Un piccolo reportage critico.

 

Venerdì 18 marzo all’Unione Culturale di Torino, Luc Boltanski e Arnaud Esquerre hanno presentato il loro libro Vers l’extrême: extension des domaines de la droite (Dehors, 2014), che non ha ancora, per disgrazia, una traduzione italiana.
Dico disgraziatamente perché, forse proprio per ritorsione alla mancata pubblicazione del pamphlet in Italia, i due autori hanno conferito fino al termine della serata, senza pensieri, in un francese spietatamente privo dell’assistenza di un traduttore.
Ma, almeno per i francofoni presenti nella –non affollatissima- sala, è stato facile decifrare la fisionomia tesa dei volti di Boltanski ed Esquerre, seguendo il racconto di come, durante i frequenti pasti consumati insieme nei mesi precedenti la stesura del libro, i due autori osservassero con stupore crescente il cambiamento del clima politico francese.

 

Ogni giorno, sgradita, l’estrema destra di Francia bussava ai loro bistrot e pretendeva un posto a tavola. Ogni giorno una parola d’ordine della destra -che gli autori pensavano dimenticata nei libri di storia, o nel cervello di un nostalgico -, appariva sulla bocca di un vicino, di due, di molti. E ogni giorno lo stupore si trasformava in inquietudine, man mano che la coppia si accorgeva che quei vicini erano anche i loro colleghi, spesso amici insospettabili, o inquilini del proprio palazzo, o persino vecchi militanti di sinistra.
Insomma -secondo Boltanski-, di pranzo in pranzo, la Francia si è di colpo trovata «di fronte alla possibilità che Marine Le Pen prendesse il potere».

 

Certamente, se si tenta di dare un’interpretazione al dilagare del Front National, bisogna ammettere che la nuova destra è stata capace, negli ultimi cinque anni, di costruirsi con abilità un «popolo oppresso dai potenti» a sua misura e uso, rimodellandolo dal vecchio movimento operaio. E certamente la sinistra, che non ha indovinato altrettanto bene la temperatura, si è fatta strappare la sua platea. Si è divisa in una contraddizione. La difesa dei suoi valori tradizionali da un lato, come l’internazionalismo, l’accoglienza in tema di immigrazione, e, dall’altro, i difficoltosi tentativi di critica delle alienazioni religiose -quella islamica in testa -, con il loro portato di omofobia, antifemminismo e intolleranza, in un ambiente sempre pronto a scatenare l’accusa di «islamofobia» e razzismo.

• Record di annotazione con coordinate

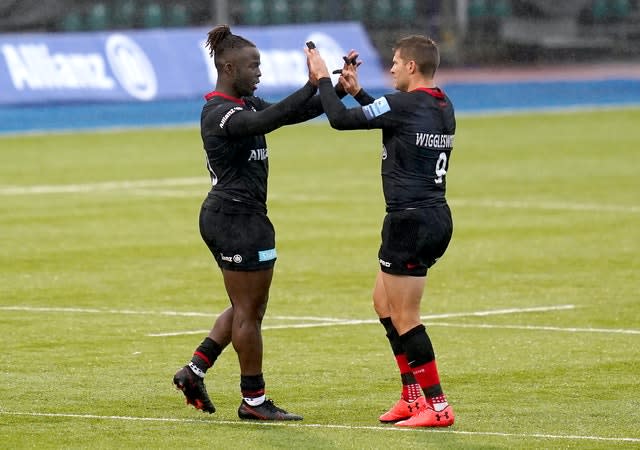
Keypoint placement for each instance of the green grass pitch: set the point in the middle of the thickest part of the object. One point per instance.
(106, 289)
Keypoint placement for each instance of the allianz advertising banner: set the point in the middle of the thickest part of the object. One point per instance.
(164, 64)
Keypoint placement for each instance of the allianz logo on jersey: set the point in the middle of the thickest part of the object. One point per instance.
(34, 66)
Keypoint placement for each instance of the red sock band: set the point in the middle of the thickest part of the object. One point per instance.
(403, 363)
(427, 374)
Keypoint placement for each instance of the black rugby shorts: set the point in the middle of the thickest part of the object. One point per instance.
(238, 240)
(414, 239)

• Obiettivi
a – Restituisci dal reportage tutto il testo che va da "Venerdì 18 marzo" giù fino a "di un traduttore.".
b – Rispondi in base al reportage:
(i) In quale giorno e in quale luogo Boltanski ed Esquerre hanno presentato il loro libro?
(ii) In quale lingua hanno parlato i due autori durante la serata, e con quale assistenza?
(iii) Secondo Boltanski, di fronte a quale possibilità si è trovata di colpo la Francia?
c – Prosegui il reportage sul libro di Boltanski ed Esquerre, partendo subito dopo la sua ultima frase.

• Soluzioni dell'esercizio
a –
Venerdì 18 marzo all’Unione Culturale di Torino, Luc Boltanski e Arnaud Esquerre hanno presentato il loro libro Vers l’extrême: extension des domaines de la droite (Dehors, 2014), che non ha ancora, per disgrazia, una traduzione italiana.
Dico disgraziatamente perché, forse proprio per ritorsione alla mancata pubblicazione del pamphlet in Italia, i due autori hanno conferito fino al termine della serata, senza pensieri, in un francese spietatamente privo dell’assistenza di un traduttore.

b –
(i) Venerdì 18 marzo, all'Unione Culturale di Torino.
(ii) In francese, senza l'assistenza di un traduttore.
(iii) Di fronte alla possibilità che Marine Le Pen prendesse il potere.

c –
Ma forse, ed è qui che l’analisi di Boltanski si fa più fine, le vere cause del fatto che «il popolo della sinistra cominci ad esprimersi –spesso inconsciamente- come fosse di destra», sono da rintracciarsi piuttosto in un peccato originale che ha accomunato fin dall’inizio una certa destra e una certa sinistra: una critica del capitalismo che si potrebbe definire interrotta, limitata al neoliberismo, alla finanza e alle banche. Una critica che è sempre stata ed è sul punto di scivolare (come di fatto scivolò negli anni trenta) verso l’aperto antisemitismo, verso la critica del parassitismo degli speculatori, affamatori di un buon popolo fatto di «uomini di quarant’anni, bianchi, eterosessuali, sposati, con figli, residenti in regioni in declino, minacciati dalla disoccupazione»1. È questo il vero terreno sul quale cresce rigogliosa la nuova destra nazionalista e xenofoba, innaffiata anche dall’elettorato della vecchia sinistra.

 

E un posto nelle avanguardie di questa deriva -ha notato Boltanski-, è stato occupato con entusiasmo dagli intellettuali, soprattutto filosofi, che nel generale calo di consensi del marxismo tradizionale si sono impegnati rapidamente, «attraverso grandi divagazioni filosofiche che rileggono in modo ardito i grandi pensatori politici, da Locke a Marx», a dare un’alternativa al bon peuple, a inventare una «terza forza», «né-di-destra-né-di-sinistra» per la quale, se necessario, spingersi a «dare sostegno alle posizioni del Front National»2.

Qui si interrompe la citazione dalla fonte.